**Dataset records:**
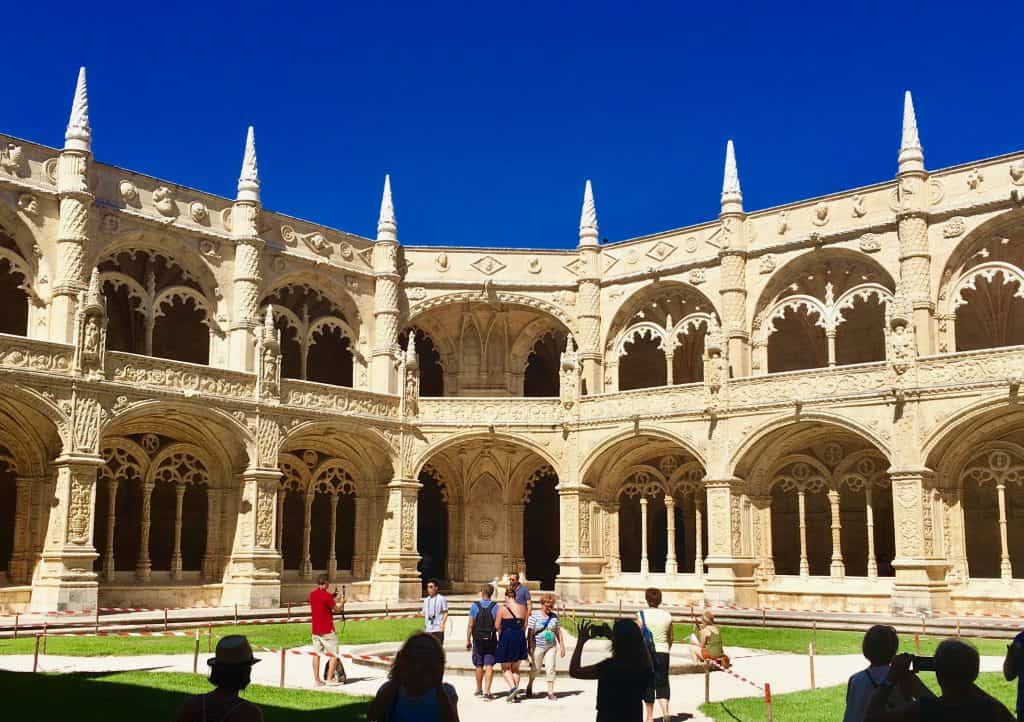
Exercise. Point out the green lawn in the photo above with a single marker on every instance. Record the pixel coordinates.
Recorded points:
(826, 705)
(826, 642)
(275, 636)
(98, 696)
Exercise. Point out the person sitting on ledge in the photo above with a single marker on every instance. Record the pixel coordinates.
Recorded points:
(956, 666)
(416, 690)
(706, 642)
(230, 672)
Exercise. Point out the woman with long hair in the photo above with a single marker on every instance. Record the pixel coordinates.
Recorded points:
(511, 650)
(623, 678)
(416, 690)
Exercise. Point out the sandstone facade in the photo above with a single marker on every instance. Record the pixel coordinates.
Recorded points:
(814, 406)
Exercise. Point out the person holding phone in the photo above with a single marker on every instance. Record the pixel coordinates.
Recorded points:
(323, 606)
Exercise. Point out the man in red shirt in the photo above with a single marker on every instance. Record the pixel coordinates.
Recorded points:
(323, 605)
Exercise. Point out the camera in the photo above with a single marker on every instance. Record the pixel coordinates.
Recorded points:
(922, 664)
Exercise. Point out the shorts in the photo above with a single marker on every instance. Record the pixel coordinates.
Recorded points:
(658, 688)
(546, 657)
(326, 643)
(482, 660)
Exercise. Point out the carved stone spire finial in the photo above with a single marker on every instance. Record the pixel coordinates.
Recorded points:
(78, 136)
(588, 217)
(249, 179)
(911, 156)
(387, 226)
(732, 197)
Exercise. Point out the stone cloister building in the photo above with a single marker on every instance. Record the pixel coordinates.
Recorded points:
(815, 406)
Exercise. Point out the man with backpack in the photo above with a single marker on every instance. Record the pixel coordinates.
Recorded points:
(482, 639)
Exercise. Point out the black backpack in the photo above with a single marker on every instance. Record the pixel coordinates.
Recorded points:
(483, 629)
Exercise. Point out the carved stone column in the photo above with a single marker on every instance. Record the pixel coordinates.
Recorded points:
(306, 566)
(395, 576)
(179, 495)
(921, 585)
(837, 567)
(112, 520)
(252, 579)
(872, 562)
(65, 580)
(729, 577)
(332, 555)
(359, 551)
(671, 566)
(142, 567)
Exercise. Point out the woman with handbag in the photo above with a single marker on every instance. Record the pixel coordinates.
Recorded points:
(544, 636)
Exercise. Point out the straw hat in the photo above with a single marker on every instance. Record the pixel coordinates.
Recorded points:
(232, 650)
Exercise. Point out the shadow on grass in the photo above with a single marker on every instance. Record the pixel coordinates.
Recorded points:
(102, 696)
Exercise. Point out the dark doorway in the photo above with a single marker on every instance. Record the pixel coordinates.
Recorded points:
(541, 532)
(431, 535)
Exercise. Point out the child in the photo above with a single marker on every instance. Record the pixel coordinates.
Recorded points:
(880, 647)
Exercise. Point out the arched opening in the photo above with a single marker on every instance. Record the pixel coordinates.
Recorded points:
(798, 342)
(432, 527)
(642, 364)
(330, 357)
(860, 338)
(180, 332)
(155, 307)
(541, 525)
(316, 338)
(13, 300)
(431, 372)
(541, 377)
(8, 505)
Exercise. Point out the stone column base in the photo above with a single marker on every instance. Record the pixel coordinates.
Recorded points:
(921, 587)
(730, 582)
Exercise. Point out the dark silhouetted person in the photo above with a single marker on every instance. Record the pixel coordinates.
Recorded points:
(955, 670)
(623, 678)
(416, 690)
(230, 671)
(880, 646)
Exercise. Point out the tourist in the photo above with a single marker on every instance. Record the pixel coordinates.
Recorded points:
(1012, 670)
(622, 678)
(706, 643)
(434, 611)
(656, 627)
(323, 606)
(521, 593)
(880, 646)
(481, 637)
(955, 670)
(416, 690)
(545, 634)
(230, 672)
(511, 641)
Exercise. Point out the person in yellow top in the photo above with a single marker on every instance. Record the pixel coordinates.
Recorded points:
(656, 626)
(706, 643)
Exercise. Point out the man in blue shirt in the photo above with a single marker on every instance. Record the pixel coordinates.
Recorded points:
(482, 639)
(521, 593)
(1012, 670)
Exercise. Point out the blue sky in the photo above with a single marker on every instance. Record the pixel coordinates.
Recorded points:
(491, 116)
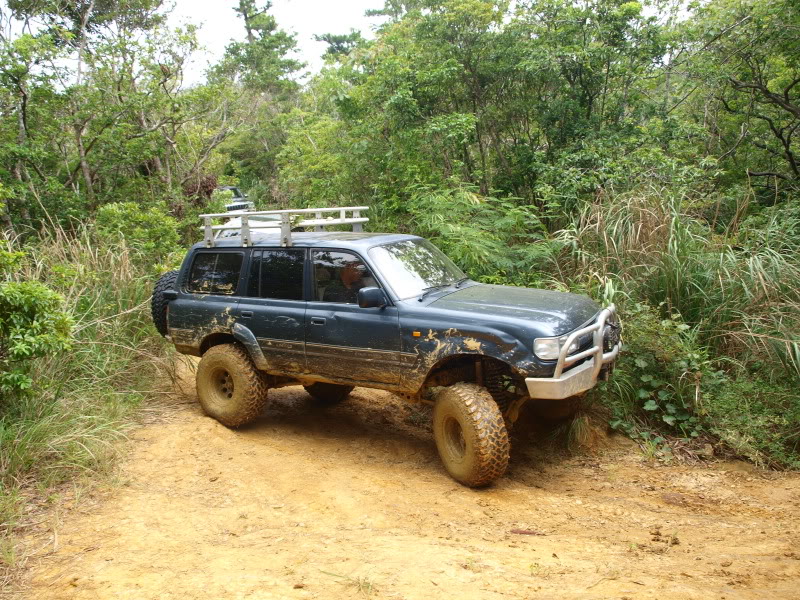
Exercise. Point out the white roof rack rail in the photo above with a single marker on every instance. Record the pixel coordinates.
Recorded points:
(285, 220)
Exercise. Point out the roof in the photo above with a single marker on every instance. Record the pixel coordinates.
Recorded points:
(317, 239)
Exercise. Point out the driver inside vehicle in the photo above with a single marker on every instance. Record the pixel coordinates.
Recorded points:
(344, 288)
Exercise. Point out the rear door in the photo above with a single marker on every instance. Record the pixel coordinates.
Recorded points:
(344, 341)
(208, 296)
(274, 309)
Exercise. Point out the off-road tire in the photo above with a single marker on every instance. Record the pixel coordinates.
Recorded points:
(556, 410)
(328, 393)
(470, 434)
(158, 305)
(229, 386)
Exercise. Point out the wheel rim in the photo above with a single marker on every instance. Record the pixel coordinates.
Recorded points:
(454, 439)
(221, 386)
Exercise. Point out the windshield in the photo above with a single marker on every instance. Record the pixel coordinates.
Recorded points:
(411, 266)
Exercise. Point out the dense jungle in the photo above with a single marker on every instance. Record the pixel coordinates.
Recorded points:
(642, 153)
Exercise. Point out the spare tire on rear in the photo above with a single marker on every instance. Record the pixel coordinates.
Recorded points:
(158, 304)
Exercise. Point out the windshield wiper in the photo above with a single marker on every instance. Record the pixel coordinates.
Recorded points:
(428, 290)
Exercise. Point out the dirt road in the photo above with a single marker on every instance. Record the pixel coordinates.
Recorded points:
(351, 501)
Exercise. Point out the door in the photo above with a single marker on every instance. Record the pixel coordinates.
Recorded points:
(273, 307)
(344, 341)
(208, 297)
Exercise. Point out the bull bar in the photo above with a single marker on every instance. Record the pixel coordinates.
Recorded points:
(583, 377)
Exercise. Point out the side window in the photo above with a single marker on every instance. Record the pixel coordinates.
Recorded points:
(338, 276)
(215, 273)
(276, 274)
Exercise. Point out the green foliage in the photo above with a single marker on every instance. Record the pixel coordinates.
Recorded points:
(32, 324)
(662, 377)
(150, 232)
(78, 403)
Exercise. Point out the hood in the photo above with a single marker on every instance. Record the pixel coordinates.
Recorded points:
(554, 312)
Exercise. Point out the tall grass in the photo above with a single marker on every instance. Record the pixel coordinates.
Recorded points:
(743, 297)
(85, 400)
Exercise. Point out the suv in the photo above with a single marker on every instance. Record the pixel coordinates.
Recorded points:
(330, 310)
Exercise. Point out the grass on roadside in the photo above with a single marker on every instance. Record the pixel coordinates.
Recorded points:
(84, 400)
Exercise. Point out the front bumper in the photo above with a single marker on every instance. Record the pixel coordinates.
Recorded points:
(583, 377)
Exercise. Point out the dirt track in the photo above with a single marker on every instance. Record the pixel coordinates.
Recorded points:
(351, 502)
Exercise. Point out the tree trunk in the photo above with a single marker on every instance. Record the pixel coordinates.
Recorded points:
(80, 129)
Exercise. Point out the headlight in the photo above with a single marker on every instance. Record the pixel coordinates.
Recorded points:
(548, 348)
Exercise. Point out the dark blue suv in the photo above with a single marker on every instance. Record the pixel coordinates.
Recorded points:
(334, 310)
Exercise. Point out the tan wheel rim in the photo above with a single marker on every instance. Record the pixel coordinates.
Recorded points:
(220, 388)
(454, 440)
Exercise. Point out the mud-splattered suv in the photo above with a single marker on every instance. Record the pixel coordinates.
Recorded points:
(331, 310)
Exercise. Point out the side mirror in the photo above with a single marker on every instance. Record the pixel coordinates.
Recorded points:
(371, 298)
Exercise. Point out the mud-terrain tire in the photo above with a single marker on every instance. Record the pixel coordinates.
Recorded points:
(229, 386)
(328, 393)
(470, 434)
(556, 410)
(158, 305)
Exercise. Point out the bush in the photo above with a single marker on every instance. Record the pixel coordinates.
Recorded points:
(149, 231)
(76, 405)
(32, 324)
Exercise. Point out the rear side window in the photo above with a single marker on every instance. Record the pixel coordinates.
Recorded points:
(276, 274)
(215, 273)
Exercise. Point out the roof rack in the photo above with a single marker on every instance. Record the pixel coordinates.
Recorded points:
(283, 220)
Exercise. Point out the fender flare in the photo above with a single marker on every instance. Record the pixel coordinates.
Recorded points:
(246, 337)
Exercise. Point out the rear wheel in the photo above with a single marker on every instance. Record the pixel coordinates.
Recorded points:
(328, 393)
(229, 386)
(470, 434)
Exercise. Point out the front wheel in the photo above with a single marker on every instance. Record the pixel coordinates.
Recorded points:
(470, 434)
(229, 386)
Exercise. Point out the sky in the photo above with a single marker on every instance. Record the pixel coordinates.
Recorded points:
(219, 24)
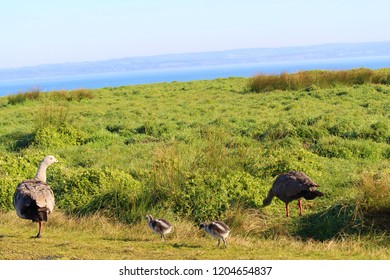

**Aim of the task:** Lines that contain "woman" should be pulled from the entries above and reported.

**Answer space:**
Exercise. Point out the woman with long hair in the photo above with a single marker on every instance. Record the pixel coordinates.
Exercise. Point out the woman with handbag in the photo above with a single marker on every instance. Record the pixel coordinates.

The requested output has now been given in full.